VOTRE TÂCHE: Recopiez le passage du texte sur le pardon qui commence par « Proclamation digne d’un » et s'arrête après « comme la haine.... », en substituant « rancune » à « haine ».

Proclamation digne d’un roi — que sera celle des enfants du Très-Haut! — Le Pardon fut la Loi du Sauveur — ce doit être la nôtre.

Celui-là seul verra Dieu, nous dit l’Écriture, qui a le cœur pur. — Sachons le bien! et rien ne tache un cœur comme la haine....


Nous sommes quelques années après la mort du Sauveur. Jérusalem est en émoi. Pourquoi ces cris, ces attroupements! En voilà qui gesticulent en vociférant et d’autres qui poussent devant eux, eu lui crachant an visage, un jeune homme aux traits impassibles.

Qu'a-t-il fait?

Il a commis un meurtre sans doute et la foule indignée veut lui faire expier son crime à l’instant?

DONNÉES FOURNIES:
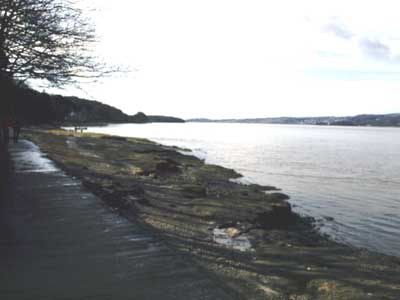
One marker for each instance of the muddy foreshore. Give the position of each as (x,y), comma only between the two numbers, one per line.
(192,205)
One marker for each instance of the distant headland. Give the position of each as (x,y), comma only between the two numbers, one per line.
(358,120)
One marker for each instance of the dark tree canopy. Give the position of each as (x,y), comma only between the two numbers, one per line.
(47,40)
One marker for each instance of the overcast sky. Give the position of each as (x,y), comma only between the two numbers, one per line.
(248,58)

RÉPONSE RÉDIGÉE:
Proclamation digne d’un roi — que sera celle des enfants du Très-Haut! — Le Pardon fut la Loi du Sauveur — ce doit être la nôtre.

Celui-là seul verra Dieu, nous dit l’Écriture, qui a le cœur pur. — Sachons le bien! et rien ne tache un cœur comme la rancune....